• 練習課題 1: 本文のうち、「ルネ・モスの白だった。美味し」を含む語句で始まり「はグランクリュの方が多い。』」で終わる部分を、「カーヴ・オジェ」を「ワインショップ」に改めたうえで書き直してください。

• 本文:
⁂

3日前、フィリップ・パカレから電話が入った。
パカレ『今度の木曜日の1月11日にパリに出るけど、一緒に食べようか?』
伊藤『いいね、どこで食べる?』 フィリップ『ヴァラタンに行こう』
という訳で昨日は、パリで最高に美味しくて、最高に居心地が良い自然派ワインビストロのヴァラタンに行っきた。兎も角、連日連夜の満員お礼のビストロだ。木曜日だというのに満員だった。
奥さんが料理を作って、主人がサービスする。勿論ワインはすべて自然派のテロワ−ルワインだ。
私が行くとワインはすべてお任せで、ブラインドで出される。ついつい飲みすぎてしまう。自然派のワインリストもすごい。奥さんの料理も3星並だ。特に魚料理の新鮮度と火入れ具合が絶妙だ。魚にうるさい日本人も唸るほどである。
私はやや早く着いた。入ると顔馴染みの主人(彼もフィリップ)が、本日のメニュ−を黒板にチョ−クで書いていた。
この店のメニュ−はこの一枚の黒板だけだ。客が来る度にこの黒板をそのテ−ブルまで移動する。
チョット、早く着きすぎたかな。主人のフィリップとはワイン見本市でよく見かける間柄である。自然派ワイン同業者というか、同僚的というか、仲間のような存在だ。ニコッと笑いながらロワ−ルの微発泡ワイン06を出してきた。『ボンナネ!新年おめでとう!』
ルネ・モスの白だった。美味しい!と唸りたくなるほどだ。シュナン・ブランの柔らかな微発泡が爽やかに広がる。カンタ−前のテ−ブル席を用意してくれていた。
元気な男が入ってきた。自然派ワイン同僚のマークシバ−だった。彼はパリ一番のワイン専門店カーヴ・オジェをやっている。また、ラヴィ−ニャの仕入にも関わっている男だ。パリの自然派業界では外せない人物である。面白い躍動感ある人間だ。しかし、やり手と同時に相当クセ、アクがあるので人から嫌われている部分もある。ルネ・モスのペッティアンを手に持って私のテ−ブルに座った。
伊藤『ボンナネ!』
マーク『乾杯!どうだい商売の方は?』流石商売人だ、日本人的な挨拶の仕方だ。
伊藤『2006年はマアマアだったよ』

マ−ク『俺の方は、うなぎ登りだよ!』と言いながらジェスチャ−を大げさに手を上に伸ばした。
マ−ク『ロシア人と中国人が、グランクリュワインを買いあさっている。しかも特級ものお高いものばかりだ。オファ-すればするだけ買ってしまう。テリ−ブルだよ(すさましいよ)。』
伊藤『カーヴ・オジェでは、自然派ワインとグランクリュとどのくらいの比率なの?』
マ−ク『店の中を占める量は自然派が圧倒的に多いけど、金額はグランクリュの方が多い。』

⁂

[データファイルの一部]
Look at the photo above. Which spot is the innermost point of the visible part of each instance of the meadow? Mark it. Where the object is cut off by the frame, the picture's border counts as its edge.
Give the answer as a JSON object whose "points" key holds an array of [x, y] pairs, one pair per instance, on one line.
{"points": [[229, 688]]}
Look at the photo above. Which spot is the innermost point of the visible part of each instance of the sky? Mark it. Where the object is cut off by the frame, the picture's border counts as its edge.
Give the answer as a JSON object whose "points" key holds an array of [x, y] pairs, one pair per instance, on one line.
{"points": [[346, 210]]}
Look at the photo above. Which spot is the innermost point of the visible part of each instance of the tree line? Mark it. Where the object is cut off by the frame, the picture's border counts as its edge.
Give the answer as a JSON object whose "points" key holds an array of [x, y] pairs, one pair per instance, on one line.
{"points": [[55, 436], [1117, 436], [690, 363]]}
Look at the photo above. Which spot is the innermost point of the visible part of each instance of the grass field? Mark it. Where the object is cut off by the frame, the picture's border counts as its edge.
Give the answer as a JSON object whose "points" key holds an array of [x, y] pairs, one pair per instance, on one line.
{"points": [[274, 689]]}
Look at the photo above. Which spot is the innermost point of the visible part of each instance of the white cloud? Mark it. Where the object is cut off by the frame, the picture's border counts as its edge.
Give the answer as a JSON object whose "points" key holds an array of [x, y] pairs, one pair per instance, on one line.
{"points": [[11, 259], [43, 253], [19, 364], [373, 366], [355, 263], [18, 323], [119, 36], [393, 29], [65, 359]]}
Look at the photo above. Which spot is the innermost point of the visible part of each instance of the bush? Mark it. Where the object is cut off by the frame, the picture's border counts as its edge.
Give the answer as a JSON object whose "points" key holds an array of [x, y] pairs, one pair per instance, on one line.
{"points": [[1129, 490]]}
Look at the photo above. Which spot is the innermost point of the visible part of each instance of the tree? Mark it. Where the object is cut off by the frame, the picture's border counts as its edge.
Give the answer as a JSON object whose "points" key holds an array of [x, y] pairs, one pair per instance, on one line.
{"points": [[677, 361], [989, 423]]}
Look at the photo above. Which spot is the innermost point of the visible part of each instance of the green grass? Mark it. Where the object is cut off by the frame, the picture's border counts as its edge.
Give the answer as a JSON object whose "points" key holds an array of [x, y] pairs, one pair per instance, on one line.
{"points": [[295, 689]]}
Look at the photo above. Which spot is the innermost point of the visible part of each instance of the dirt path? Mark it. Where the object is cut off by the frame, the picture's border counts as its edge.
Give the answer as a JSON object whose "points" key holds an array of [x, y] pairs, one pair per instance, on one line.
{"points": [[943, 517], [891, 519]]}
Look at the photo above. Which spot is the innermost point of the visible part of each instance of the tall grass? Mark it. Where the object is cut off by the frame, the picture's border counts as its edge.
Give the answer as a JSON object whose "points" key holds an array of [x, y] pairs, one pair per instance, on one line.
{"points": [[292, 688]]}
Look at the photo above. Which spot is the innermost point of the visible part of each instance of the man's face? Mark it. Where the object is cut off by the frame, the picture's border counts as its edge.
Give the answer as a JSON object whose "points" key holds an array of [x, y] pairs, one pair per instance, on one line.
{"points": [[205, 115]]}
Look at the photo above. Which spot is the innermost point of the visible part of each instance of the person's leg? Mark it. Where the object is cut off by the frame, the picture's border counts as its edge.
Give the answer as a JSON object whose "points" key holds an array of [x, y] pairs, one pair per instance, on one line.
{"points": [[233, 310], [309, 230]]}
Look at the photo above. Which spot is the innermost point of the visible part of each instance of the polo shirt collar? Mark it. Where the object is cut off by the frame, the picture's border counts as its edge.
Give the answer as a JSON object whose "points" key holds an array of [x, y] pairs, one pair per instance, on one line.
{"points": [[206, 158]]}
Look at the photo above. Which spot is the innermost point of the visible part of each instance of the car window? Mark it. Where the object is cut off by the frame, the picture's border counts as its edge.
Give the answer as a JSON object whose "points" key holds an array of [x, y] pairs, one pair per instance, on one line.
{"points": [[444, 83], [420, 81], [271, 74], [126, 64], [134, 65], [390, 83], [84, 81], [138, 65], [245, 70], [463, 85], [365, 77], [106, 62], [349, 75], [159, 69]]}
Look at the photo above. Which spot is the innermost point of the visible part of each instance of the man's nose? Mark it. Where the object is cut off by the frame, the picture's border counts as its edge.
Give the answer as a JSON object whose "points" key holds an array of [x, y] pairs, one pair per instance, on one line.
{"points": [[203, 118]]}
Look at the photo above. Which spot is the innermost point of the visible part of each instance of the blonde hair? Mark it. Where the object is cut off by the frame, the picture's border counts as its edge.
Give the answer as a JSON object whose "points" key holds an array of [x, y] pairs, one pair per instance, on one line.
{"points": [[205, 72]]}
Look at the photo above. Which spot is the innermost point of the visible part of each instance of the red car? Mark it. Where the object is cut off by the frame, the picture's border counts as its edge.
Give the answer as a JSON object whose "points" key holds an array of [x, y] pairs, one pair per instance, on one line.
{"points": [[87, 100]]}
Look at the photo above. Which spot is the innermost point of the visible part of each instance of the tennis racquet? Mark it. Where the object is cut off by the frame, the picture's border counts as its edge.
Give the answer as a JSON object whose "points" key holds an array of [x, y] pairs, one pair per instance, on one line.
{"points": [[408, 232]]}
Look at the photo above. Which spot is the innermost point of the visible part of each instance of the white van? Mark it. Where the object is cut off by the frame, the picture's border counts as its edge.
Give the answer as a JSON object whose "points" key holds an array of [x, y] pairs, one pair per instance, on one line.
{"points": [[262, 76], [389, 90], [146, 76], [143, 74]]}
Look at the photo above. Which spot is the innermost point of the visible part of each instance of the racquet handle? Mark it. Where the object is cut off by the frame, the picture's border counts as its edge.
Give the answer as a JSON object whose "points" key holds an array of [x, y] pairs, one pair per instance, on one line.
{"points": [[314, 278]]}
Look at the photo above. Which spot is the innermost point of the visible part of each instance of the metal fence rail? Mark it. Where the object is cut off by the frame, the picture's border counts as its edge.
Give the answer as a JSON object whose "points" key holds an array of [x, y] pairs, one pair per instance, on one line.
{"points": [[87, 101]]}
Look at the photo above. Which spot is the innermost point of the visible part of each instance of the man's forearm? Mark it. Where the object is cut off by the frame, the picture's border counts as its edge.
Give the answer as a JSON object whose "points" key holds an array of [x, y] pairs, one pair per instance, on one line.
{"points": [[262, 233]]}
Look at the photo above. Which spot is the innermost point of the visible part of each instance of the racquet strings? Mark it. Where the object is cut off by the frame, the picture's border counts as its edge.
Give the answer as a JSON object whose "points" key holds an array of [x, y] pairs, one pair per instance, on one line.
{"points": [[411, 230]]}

⁂

• 練習課題 2: 「forearm」という文字列を含む行を、データからすべて集めて写してください。

• 解答 1:
ルネ・モスの白だった。美味しい!と唸りたくなるほどだ。シュナン・ブランの柔らかな微発泡が爽やかに広がる。カンタ−前のテ−ブル席を用意してくれていた。
元気な男が入ってきた。自然派ワイン同僚のマークシバ−だった。彼はパリ一番のワイン専門店ワインショップをやっている。また、ラヴィ−ニャの仕入にも関わっている男だ。パリの自然派業界では外せない人物である。面白い躍動感ある人間だ。しかし、やり手と同時に相当クセ、アクがあるので人から嫌われている部分もある。ルネ・モスのペッティアンを手に持って私のテ−ブルに座った。
伊藤『ボンナネ!』
マーク『乾杯!どうだい商売の方は?』流石商売人だ、日本人的な挨拶の仕方だ。
伊藤『2006年はマアマアだったよ』

マ−ク『俺の方は、うなぎ登りだよ!』と言いながらジェスチャ−を大げさに手を上に伸ばした。
マ−ク『ロシア人と中国人が、グランクリュワインを買いあさっている。しかも特級ものお高いものばかりだ。オファ-すればするだけ買ってしまう。テリ−ブルだよ(すさましいよ)。』
伊藤『ワインショップでは、自然派ワインとグランクリュとどのくらいの比率なの?』
マ−ク『店の中を占める量は自然派が圧倒的に多いけど、金額はグランクリュの方が多い。』

• 解答 2:
Look at the photo above. Which spot is the innermost point of the visible part of each instance of the man's forearm? Mark it. Where the object is cut off by the frame, the picture's border counts as its edge.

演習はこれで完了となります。